Report every line of the data that contains the word "flower".
>>>
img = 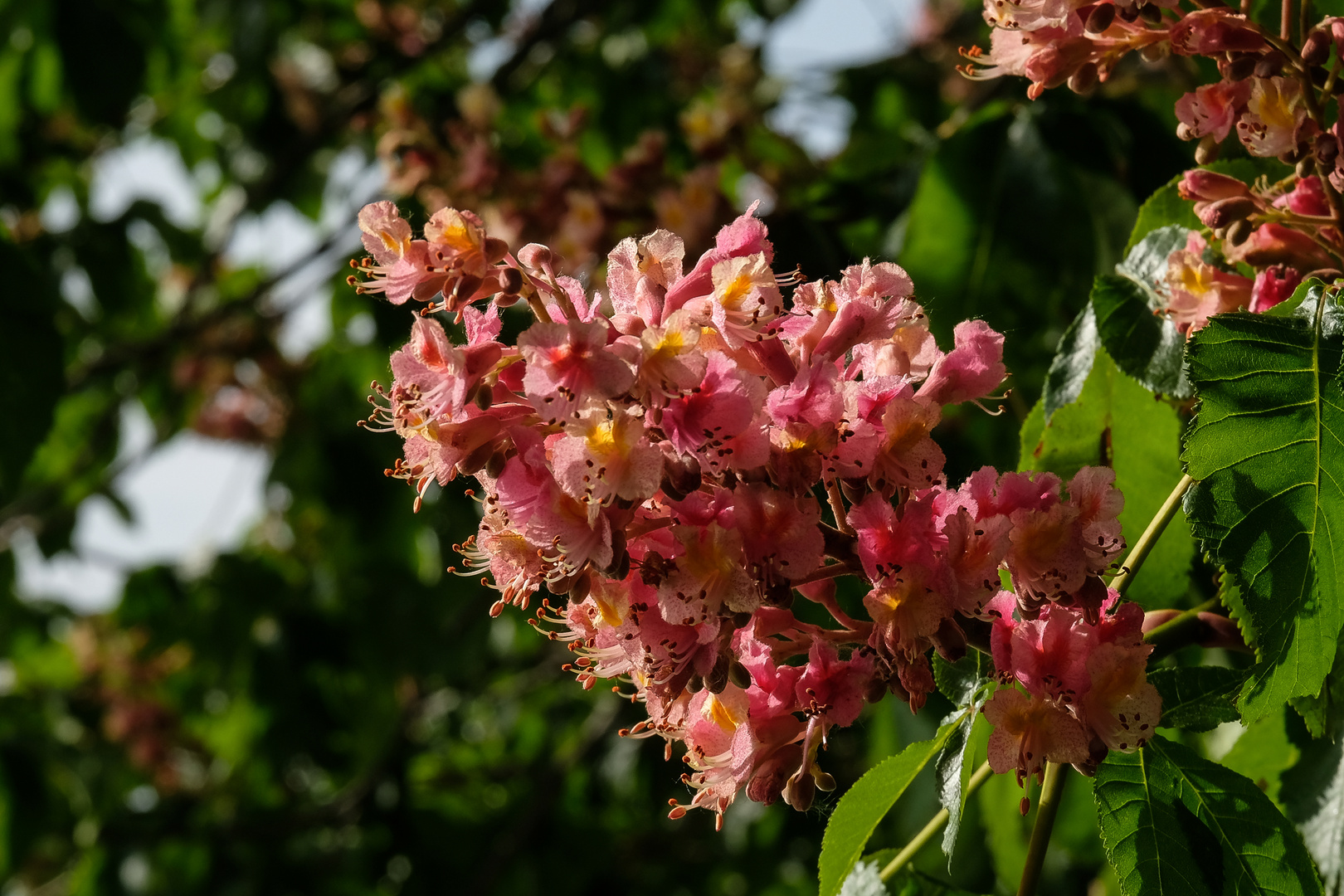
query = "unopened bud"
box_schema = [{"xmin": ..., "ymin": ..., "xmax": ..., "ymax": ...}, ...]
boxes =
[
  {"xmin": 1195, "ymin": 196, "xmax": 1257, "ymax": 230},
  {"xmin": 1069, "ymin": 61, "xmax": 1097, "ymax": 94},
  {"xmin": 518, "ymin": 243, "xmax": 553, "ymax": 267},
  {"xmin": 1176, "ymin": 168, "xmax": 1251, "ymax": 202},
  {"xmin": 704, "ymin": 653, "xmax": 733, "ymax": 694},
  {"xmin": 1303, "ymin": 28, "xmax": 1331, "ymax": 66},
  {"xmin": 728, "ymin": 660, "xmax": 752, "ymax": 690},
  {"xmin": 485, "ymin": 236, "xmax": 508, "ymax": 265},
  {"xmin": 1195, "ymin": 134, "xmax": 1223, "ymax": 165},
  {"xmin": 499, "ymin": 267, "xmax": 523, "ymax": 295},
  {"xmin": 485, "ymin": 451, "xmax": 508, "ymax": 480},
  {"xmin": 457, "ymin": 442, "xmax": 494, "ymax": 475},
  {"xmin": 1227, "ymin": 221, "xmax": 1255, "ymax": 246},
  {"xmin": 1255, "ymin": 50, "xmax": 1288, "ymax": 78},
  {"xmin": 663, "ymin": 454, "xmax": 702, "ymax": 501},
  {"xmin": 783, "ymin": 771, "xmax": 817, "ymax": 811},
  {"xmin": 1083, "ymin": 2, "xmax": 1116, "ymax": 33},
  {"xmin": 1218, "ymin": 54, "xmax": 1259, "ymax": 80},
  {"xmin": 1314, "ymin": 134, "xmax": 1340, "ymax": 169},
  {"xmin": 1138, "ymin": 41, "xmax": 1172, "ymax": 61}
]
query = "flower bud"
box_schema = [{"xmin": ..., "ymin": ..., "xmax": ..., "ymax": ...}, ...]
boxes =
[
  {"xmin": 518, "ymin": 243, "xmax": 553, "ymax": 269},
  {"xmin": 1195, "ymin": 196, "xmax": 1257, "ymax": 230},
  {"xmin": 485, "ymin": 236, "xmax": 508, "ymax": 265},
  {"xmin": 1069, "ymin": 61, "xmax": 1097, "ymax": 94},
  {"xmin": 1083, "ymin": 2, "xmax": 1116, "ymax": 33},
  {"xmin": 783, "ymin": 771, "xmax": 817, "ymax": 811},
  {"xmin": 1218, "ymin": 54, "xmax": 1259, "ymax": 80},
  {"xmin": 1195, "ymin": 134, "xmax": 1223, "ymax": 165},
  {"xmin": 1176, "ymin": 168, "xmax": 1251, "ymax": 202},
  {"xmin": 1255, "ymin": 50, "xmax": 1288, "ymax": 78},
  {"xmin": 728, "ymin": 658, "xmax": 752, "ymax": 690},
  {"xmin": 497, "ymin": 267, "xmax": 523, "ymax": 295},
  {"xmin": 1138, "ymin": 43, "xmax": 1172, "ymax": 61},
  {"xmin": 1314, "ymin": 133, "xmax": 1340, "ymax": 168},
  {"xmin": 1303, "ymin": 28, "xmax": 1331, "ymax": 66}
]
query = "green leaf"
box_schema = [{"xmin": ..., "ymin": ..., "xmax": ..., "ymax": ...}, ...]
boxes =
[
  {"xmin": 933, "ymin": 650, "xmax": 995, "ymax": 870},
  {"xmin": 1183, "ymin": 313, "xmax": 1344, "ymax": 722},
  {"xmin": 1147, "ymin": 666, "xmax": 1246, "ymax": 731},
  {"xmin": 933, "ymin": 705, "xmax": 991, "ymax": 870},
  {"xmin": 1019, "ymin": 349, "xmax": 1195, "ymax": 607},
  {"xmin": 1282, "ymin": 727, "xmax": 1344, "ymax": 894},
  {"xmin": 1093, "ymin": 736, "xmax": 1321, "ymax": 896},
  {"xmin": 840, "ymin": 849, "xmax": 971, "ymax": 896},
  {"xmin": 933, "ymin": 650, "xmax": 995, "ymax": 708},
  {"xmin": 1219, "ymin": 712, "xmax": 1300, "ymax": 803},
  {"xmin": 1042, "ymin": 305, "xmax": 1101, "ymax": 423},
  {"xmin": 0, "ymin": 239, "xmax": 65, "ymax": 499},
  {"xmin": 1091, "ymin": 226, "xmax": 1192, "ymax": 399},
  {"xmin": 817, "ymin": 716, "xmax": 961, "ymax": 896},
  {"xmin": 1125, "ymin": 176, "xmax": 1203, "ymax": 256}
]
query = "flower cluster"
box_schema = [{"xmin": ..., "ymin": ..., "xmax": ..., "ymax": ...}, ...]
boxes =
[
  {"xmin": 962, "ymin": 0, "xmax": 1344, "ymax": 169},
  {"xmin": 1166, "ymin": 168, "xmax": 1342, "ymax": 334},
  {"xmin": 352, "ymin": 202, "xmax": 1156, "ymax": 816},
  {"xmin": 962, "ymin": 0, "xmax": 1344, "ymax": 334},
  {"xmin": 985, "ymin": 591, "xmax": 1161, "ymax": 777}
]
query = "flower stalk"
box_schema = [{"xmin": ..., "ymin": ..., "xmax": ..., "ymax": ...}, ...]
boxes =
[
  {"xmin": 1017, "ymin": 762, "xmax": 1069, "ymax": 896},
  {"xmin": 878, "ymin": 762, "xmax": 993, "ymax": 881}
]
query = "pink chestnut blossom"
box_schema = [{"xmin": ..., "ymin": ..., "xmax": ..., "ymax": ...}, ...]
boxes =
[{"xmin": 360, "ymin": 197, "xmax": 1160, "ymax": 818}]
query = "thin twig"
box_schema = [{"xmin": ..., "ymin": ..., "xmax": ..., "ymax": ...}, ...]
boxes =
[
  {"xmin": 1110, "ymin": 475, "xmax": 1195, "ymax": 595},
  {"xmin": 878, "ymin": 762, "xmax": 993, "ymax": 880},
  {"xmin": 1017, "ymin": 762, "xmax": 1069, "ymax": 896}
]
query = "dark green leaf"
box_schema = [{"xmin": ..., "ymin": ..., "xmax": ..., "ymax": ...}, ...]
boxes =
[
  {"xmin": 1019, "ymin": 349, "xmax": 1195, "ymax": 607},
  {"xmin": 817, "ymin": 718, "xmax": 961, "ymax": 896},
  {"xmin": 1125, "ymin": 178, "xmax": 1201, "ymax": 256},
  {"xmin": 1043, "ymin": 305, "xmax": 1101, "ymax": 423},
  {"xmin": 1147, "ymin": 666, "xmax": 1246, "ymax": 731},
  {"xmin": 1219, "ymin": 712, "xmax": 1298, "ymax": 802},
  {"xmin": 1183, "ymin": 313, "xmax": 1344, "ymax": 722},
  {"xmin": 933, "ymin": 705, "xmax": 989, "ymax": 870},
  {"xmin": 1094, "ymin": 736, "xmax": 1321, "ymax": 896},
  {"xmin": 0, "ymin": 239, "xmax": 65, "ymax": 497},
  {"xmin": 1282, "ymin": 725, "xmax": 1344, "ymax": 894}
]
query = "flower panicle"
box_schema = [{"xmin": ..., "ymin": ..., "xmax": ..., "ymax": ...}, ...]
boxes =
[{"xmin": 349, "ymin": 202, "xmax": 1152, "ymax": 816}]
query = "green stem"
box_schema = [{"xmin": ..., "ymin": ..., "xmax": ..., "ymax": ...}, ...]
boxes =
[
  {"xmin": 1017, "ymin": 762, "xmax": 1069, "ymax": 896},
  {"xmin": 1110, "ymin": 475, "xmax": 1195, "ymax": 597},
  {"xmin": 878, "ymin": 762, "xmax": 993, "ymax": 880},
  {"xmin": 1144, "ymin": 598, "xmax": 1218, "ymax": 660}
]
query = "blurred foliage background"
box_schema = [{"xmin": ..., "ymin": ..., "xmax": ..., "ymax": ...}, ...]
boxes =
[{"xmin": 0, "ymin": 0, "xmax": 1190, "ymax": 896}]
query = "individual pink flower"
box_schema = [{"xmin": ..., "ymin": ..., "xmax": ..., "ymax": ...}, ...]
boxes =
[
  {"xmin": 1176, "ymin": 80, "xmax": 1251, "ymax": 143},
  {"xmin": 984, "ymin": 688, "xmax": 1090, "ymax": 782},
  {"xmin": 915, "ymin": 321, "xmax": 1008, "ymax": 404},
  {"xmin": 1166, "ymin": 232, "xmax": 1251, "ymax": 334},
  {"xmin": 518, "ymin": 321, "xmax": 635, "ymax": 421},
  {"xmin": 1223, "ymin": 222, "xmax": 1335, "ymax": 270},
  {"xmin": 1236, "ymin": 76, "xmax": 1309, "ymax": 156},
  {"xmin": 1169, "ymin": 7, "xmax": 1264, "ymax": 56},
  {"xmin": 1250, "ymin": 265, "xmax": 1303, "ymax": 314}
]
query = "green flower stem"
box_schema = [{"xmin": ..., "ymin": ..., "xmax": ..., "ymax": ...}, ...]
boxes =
<<<
THE COMPLETED TASK:
query = "flower bud"
query = "flower cluster"
query = "flower stalk"
query = "flower panicle"
query = "individual pink flower"
query = "green flower stem"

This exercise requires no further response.